===== Text section =====

Terms like secret dating, private dating or secret romance refer to the concept of dating or romance between people who wish keep it private from others they might otherwise normally inform. It often overlaps with concepts like forbidden love (such as in affairs or disputes between families). It is presented in titles such as Secret Love.

Reasons for secret dating

Sexual orientation (LGBT)
Homosexuality and LGBT identity is a taboo in some regions of the world, including in most of Africa and Asia. It is therefore, not difficult to see people involved in secret dating with same sex partners in those regions of the world. An historian, Daniel Rivers threw light on how gay parents were in constant fear in the early '70s and '80s of losing their children, in his book, Radical Relations: Lesbian Mothers, Gay Fathers, and Their Children in the United States since World War II.

Older women looking for young men
One of the factors that make people resort to secret dating is their age. Some women prefer to date younger men in their twenties. Because this is not a norm in their society, they may experiment with distance relationships.

Disadvantages of secret dating
A major disadvantage of secret dating is the risk of being scammed. Given that the relationship is private, the people involved will keep details of the relationship to themselves. If the other party is fraudulent, it may take some time detect. If it is open, women tend to share details of their relationship with others. Majority of private dating take place on the internet. With the advent of the online solutions like Tinder and Badoo, scamming and manipulations between the parties have increased. The disadvantages of this type of dating now include stalking and constant need of personal possession

Examples

Cheating
John Tucker Must Die
Pretty Little Liars: Ian Thomas with Alison DiLaurentis behind Melissa Hastings back, and Hanna Marin secretly dating Caleb Rivers
Rebelde Way: Victoria Paz secretly dates Tomás Ezcurra behind Pablo Bustamante's back

Family disapproval
Daddy's Little Girl (novel)

===== Provided data =====

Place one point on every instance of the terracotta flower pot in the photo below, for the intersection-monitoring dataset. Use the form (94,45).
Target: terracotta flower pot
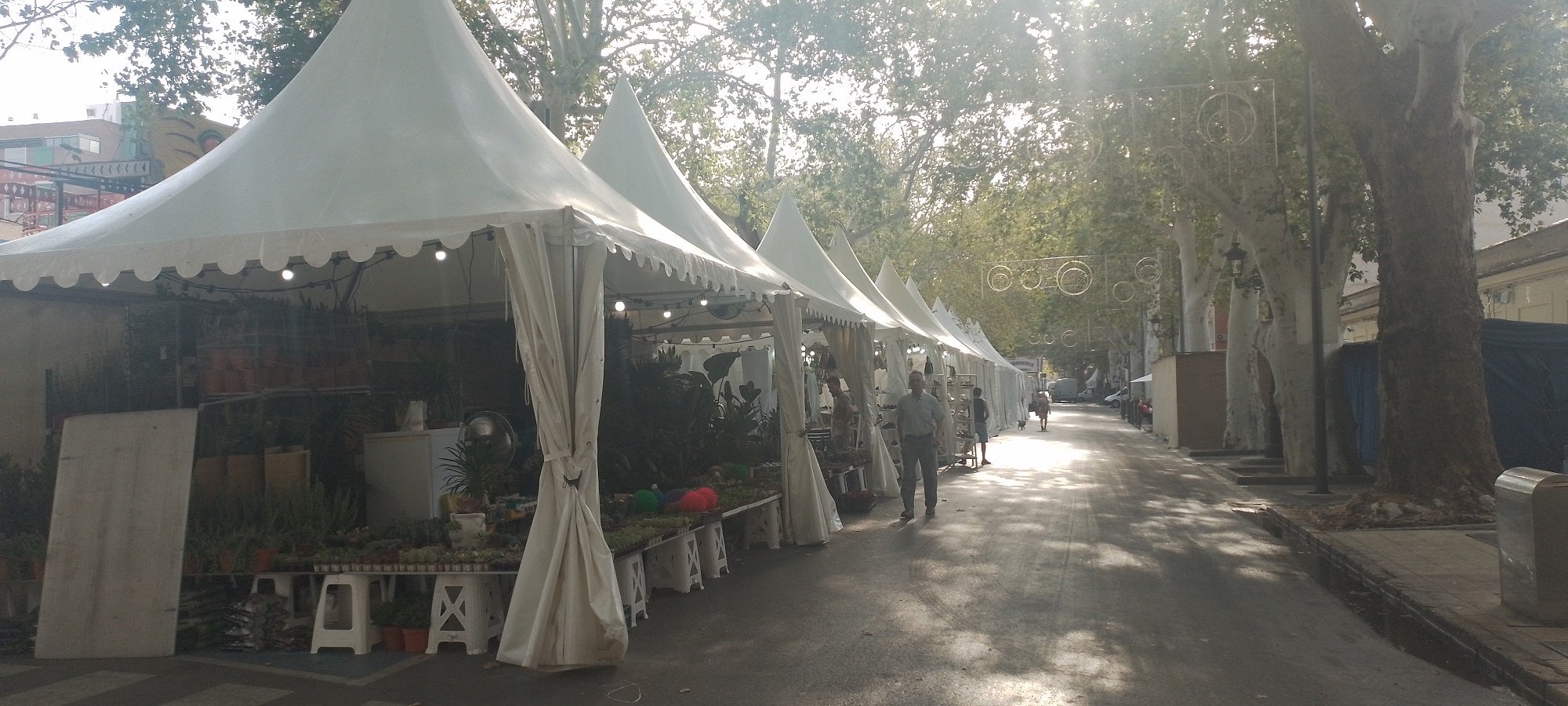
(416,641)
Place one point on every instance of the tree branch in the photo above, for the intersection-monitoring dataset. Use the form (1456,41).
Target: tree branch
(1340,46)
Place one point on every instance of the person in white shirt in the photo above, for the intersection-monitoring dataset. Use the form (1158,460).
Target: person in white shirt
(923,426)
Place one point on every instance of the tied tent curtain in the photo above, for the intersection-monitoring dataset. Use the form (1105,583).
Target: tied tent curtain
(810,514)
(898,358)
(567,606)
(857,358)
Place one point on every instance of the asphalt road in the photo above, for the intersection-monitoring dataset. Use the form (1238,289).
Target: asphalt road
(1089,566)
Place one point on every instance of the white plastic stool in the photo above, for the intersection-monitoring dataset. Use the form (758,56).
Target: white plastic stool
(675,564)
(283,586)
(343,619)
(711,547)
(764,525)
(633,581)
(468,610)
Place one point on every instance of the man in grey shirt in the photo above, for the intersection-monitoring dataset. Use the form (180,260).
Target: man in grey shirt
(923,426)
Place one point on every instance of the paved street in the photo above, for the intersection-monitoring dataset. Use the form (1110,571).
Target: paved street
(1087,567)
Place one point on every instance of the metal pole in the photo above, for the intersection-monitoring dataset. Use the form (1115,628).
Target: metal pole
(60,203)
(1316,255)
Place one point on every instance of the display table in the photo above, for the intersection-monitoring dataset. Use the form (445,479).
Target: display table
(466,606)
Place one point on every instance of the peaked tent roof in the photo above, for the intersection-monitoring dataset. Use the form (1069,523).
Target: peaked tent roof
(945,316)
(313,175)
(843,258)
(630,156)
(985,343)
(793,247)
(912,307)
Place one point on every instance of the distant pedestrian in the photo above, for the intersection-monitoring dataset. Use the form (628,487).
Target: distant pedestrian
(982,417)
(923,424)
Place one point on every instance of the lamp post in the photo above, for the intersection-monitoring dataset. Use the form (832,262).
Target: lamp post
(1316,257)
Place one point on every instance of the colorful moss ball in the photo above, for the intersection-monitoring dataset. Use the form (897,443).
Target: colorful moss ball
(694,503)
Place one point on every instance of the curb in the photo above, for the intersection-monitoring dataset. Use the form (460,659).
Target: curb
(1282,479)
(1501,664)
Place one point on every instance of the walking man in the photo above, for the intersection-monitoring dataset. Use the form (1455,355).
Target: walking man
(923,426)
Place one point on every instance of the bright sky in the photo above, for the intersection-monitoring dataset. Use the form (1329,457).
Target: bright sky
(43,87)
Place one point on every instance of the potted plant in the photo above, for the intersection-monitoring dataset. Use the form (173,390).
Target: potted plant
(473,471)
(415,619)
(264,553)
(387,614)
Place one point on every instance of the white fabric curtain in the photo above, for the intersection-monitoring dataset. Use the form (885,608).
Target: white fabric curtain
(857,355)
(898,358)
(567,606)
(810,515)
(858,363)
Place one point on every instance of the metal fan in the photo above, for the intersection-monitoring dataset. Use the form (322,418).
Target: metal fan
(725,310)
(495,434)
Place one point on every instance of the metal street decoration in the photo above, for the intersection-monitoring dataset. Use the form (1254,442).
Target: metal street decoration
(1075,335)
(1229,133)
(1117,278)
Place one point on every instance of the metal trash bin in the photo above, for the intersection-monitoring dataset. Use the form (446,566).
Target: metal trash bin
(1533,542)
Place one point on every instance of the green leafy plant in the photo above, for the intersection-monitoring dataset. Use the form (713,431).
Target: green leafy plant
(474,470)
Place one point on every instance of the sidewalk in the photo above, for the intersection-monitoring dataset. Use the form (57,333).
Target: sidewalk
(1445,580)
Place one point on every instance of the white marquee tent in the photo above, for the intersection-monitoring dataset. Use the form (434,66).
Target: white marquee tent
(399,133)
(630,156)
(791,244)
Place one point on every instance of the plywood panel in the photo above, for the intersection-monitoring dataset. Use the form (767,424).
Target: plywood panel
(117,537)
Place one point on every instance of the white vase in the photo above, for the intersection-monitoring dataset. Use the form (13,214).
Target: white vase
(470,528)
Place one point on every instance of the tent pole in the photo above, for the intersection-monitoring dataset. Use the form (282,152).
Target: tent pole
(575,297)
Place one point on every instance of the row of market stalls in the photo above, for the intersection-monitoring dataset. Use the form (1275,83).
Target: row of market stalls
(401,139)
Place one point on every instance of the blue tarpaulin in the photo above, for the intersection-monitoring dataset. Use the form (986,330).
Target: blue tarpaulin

=====

_Brief A:_ Render this sentence from the text on secret dating in Spanish: "One of the factors that make people resort to secret dating is their age."
_Brief B:_ Turn the stretch of the records from the line containing "Place one point on every instance of the blue" through the last line of the records into a JSON list of strings, one string per line, leaving out blank lines.

_Result A:_ Uno de los factores que llevan a las personas a recurrir a las citas secretas es su edad.

_Result B:_
[
  "Place one point on every instance of the blue tarpaulin in the photo above, for the intersection-monitoring dataset. Use the form (986,330).",
  "Target: blue tarpaulin"
]